Selection
EXPLAIN tbl_name is a synonym for DESCRIBE tbl_name or SHOW COLUMNS FROM tbl_name.

When you precede a SELECT statement with the keyword EXPLAIN, MySQL explains how it would process the SELECT, providing information about how tables are joined and in which order.

With the help of EXPLAIN, you can see when you must add indexes to tables to get a faster SELECT that uses indexes to find the records.

You should frequently run ANALYZE TABLE to update table statistics such as cardinality of keys which can affect the choices the optimiser makes. See section 4.5.2 ANALYZE TABLE Syntax.

You can also see if the optimiser joins the tables in an optimal order. To force the optimiser to use a specific join order for a SELECT statement, add a STRAIGHT_JOIN clause.

For non-simple joins, EXPLAIN returns a row of information for each table used in the SELECT statement. The tables are listed in the order they would be read. MySQL resolves all joins using a single-sweep multi-join method. This means that MySQL reads a row from the first table, then finds a matching row in the second table, then in the third table and so on. When all tables are processed, it outputs the selected columns and backtracks through the table list until a table is found for which there are more matching rows. The next row is read from this table and the process continues with the next table.

In MySQL version 4.1 the EXPLAIN output was changed to work better with constructs like UNIONs, subqueries and derived tables. Most notable is the addition of two new columns: id and select_type.

Output from EXPLAIN consists of the following columns:

id
SELECT identifier, the sequential number of this SELECT within the query.
select_type
Type of SELECT clause, which can be any of the following:
SIMPLE
Simple SELECT (without UNIONs or subqueries).
PRIMARY
Outermost SELECT.
UNION
Second and further UNION SELECTs.
DEPENDENT UNION
Second and further UNION SELECTSs, dependent on outer subquery.
SUBQUERY
First SELECT in subquery.
DEPENDENT SUBQUERY
First SELECT, dependent on outer subquery.
DERIVED
Derived table SELECT.
table
The table to which the row of output refers.
type
The join type. The different join types are listed here, ordered from best to worst type:
system
The table has only one row (= system table). This is a special case of the const join type.
const
The table has at most one matching row, which will be read at the start of the query. Because there is only one row, values from the column in this row can be regarded as constants by the rest of the optimiser. const tables are very fast as they are read only once! const is used when you compare all parts of a PRIMARY/UNIQUE key with constants: 
SELECT * FROM const_table WHERE primary_key=1;

SELECT * FROM const_table WHERE primary_key_part1=1 and primary_key_part2=2;
eq_ref
One row will be read from this table for each combination of rows from the previous tables. This is the best possible join type, other than the const types. It is used when all parts of an index are used by the join and the index is UNIQUE or a PRIMARY KEY. eq_ref can be used for indexed columns that is compared with =. The compared item may be a constant or an expression that uses columns from tables that are read before this table. In the following examples, ref_table will be able to use eq_ref 
SELECT * FROM ref_table,other_table WHERE
ref_table.key_column=other_table.column;

SELECT * FROM ref_table,other_table WHERE
ref_table.key_column_part1=other_table.column AND
ref_table.key_column_part2=1;
ref
All rows with matching index values will be read from this table for each combination of rows from the previous tables. ref is used if the join uses only a leftmost prefix of the key, or if the key is not UNIQUE or a PRIMARY KEY (in other words, if the join cannot select a single row based on the key value). If the key that is used matches only a few rows, this join type is good. ref can be used for indexed columns that is compared with =. In the following examples, ref_table will be able to use ref 
SELECT * FROM ref_table WHERE key_column=expr;

SELECT * FROM ref_table,other_table WHERE
ref_table.key_column=other_table.column;

SELECT * FROM ref_table,other_table WHERE
ref_table.key_column_part1=other_table.column AND
ref_table.key_column_part2=1;
ref_or_null
Like ref, but with the addition that we will do an extra search for rows with NULL. See section 5.2.5 How MySQL Optimises IS NULL.

Aim 1
Which two columns does the EXPLAIN documentation say were added to the output in MySQL version 4.1?
Aim 2
Rewrite everything in the EXPLAIN documentation from "DEPENDENT UNION" down to "SELECT, dependent on outer subquery.", switching "outer subquery" to "enclosing query".

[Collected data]
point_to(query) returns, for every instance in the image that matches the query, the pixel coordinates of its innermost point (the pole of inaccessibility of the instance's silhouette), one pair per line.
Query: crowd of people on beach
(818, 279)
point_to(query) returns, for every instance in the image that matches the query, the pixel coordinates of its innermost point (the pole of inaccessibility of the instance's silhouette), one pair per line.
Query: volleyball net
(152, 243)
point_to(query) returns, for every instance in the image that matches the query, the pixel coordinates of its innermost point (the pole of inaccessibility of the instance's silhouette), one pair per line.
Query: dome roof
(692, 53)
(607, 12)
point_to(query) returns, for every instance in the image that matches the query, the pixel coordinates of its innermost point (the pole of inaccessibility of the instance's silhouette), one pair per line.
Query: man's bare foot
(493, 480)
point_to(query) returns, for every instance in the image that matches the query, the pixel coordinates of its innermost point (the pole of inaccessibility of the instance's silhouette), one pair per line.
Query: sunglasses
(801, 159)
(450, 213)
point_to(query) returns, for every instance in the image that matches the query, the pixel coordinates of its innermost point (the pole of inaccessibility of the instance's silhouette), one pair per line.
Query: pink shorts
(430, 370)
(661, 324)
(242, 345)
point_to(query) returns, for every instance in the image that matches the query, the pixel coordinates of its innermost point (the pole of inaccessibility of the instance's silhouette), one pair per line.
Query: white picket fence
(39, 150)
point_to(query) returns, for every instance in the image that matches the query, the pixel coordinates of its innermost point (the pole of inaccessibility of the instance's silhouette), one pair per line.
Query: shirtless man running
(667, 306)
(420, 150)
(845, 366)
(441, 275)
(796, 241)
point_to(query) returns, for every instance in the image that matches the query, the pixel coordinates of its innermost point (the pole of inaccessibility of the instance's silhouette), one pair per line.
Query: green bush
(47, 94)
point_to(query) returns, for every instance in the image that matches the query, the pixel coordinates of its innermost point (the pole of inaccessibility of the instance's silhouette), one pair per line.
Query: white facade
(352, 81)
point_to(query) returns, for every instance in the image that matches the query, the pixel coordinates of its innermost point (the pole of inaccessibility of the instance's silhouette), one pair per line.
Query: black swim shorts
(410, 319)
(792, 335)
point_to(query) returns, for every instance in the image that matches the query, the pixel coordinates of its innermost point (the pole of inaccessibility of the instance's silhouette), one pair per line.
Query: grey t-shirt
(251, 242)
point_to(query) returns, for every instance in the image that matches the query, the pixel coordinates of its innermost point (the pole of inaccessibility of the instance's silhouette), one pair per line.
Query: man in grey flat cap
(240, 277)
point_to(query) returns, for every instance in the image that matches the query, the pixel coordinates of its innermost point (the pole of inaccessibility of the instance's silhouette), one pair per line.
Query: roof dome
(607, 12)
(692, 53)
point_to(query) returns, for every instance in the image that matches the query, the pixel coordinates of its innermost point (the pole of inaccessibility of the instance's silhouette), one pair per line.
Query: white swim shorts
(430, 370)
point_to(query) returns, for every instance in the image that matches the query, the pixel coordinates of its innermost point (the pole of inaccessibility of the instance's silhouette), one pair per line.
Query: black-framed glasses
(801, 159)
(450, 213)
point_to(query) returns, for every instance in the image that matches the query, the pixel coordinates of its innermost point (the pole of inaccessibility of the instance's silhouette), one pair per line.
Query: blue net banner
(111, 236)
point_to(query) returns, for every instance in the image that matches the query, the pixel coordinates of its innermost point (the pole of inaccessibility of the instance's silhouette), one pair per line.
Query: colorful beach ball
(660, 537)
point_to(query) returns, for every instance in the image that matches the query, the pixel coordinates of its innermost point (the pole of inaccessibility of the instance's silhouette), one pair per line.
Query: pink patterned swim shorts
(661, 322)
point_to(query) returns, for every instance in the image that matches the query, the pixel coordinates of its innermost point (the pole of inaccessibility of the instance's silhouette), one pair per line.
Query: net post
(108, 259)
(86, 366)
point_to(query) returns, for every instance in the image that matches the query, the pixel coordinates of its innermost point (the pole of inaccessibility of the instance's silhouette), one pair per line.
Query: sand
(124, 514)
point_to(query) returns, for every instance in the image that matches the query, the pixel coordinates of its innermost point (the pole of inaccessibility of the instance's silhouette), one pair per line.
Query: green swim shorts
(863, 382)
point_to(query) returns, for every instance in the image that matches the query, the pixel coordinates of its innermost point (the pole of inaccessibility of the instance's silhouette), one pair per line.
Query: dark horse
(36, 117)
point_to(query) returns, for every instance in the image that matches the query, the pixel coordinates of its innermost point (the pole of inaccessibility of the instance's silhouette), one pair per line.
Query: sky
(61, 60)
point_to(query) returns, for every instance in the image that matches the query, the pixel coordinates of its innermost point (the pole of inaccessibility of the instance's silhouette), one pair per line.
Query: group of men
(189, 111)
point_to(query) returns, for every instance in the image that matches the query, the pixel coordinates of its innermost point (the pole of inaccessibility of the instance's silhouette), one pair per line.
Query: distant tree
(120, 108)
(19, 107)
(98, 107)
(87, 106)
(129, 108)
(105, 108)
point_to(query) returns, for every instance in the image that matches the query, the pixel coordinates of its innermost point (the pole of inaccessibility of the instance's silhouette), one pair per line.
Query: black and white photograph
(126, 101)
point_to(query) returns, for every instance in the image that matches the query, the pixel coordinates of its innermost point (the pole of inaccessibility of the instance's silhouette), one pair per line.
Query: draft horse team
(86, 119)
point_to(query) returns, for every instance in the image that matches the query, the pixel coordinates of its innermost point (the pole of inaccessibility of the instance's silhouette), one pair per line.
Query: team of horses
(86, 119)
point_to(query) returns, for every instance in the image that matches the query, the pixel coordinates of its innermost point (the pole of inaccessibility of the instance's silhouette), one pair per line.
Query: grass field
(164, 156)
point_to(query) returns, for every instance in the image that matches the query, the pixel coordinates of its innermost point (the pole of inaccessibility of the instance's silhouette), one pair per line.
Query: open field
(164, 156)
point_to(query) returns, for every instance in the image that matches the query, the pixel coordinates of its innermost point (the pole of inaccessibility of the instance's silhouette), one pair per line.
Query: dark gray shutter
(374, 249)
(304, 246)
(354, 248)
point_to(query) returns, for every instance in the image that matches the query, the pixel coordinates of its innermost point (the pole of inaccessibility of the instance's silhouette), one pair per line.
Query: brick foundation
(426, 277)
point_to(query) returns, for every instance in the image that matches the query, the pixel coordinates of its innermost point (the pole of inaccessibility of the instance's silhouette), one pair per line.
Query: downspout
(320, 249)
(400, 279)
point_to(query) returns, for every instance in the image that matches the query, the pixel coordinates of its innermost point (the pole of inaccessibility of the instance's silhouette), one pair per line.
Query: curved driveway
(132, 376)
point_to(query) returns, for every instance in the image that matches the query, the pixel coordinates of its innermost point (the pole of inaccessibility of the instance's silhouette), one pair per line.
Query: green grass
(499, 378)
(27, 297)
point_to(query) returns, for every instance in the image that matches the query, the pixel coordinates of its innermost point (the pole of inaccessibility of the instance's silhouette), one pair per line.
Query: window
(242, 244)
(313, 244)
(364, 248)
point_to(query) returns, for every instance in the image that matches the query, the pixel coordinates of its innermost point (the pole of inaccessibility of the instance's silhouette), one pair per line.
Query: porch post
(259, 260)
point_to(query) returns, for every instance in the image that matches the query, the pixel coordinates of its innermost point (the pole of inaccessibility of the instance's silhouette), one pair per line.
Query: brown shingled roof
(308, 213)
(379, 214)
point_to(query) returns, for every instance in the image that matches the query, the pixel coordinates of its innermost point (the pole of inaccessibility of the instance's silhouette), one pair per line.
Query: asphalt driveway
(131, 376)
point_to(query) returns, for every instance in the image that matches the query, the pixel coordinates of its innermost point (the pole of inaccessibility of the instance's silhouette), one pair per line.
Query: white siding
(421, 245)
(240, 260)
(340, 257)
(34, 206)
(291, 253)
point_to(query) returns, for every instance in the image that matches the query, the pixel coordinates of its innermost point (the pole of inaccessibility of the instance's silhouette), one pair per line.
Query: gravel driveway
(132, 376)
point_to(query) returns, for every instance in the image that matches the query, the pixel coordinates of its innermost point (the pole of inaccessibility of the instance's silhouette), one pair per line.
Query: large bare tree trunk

Reply 1
id and select_type

Reply 2
DEPENDENT UNION
Second and further UNION SELECTSs, dependent on enclosing query.
SUBQUERY
First SELECT in subquery.
DEPENDENT SUBQUERY
First SELECT, dependent on enclosing query.